Given task:
Output, please, every line from the line that holds "the black riot" to the end, exactly as written.

Extracted data:
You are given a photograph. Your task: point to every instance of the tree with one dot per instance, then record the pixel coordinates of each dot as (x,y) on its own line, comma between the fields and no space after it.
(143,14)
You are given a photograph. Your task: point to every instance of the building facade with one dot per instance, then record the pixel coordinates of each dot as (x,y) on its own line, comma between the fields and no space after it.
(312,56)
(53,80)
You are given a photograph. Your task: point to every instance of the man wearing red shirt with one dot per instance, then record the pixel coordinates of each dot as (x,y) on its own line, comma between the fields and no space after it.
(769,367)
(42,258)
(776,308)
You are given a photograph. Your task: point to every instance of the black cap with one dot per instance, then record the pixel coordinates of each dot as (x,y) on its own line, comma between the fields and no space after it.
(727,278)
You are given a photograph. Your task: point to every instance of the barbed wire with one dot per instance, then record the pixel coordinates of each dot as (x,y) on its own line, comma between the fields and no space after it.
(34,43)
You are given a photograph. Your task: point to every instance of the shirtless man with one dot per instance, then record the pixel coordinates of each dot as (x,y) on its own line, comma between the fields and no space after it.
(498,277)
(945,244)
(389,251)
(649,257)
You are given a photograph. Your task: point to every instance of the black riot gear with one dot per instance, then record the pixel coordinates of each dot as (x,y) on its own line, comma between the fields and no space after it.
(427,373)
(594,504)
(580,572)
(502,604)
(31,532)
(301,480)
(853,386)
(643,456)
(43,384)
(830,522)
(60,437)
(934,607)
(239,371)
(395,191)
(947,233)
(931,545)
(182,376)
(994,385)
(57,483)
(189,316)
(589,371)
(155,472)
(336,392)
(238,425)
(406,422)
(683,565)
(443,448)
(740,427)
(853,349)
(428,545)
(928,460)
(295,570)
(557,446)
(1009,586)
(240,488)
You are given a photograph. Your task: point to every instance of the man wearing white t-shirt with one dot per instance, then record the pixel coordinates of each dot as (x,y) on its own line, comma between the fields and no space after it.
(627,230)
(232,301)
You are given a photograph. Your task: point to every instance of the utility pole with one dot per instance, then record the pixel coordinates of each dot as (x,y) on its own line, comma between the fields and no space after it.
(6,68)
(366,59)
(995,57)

The completed task:
You are given a photograph. Your task: point to every instance of the black riot gear with one dot per instance, then record the pixel coordinates of each dot as (x,y) on its own line, comma between the fields and no space after it.
(427,373)
(594,504)
(580,572)
(502,604)
(31,532)
(301,480)
(853,386)
(643,456)
(43,384)
(830,522)
(60,437)
(934,607)
(239,371)
(395,191)
(947,233)
(931,545)
(182,376)
(994,385)
(57,483)
(189,316)
(589,371)
(155,472)
(336,392)
(238,425)
(406,422)
(683,565)
(443,448)
(740,427)
(853,349)
(428,545)
(928,460)
(295,570)
(557,446)
(1009,586)
(240,488)
You are given a photograph. Your task: point to every instance of the man wearing white t-shirt with one dot per instance, then record the pixel coordinates of each dot as (x,y) on its own line, comma between the fields and no space after it.
(627,230)
(232,301)
You are given a photograph. Your task: point to every instance of the utility pole with one dot per instance, then record the pixel coordinates of each dot as (x,y) on its own line, comma between the fields and no space after it.
(6,68)
(366,59)
(995,57)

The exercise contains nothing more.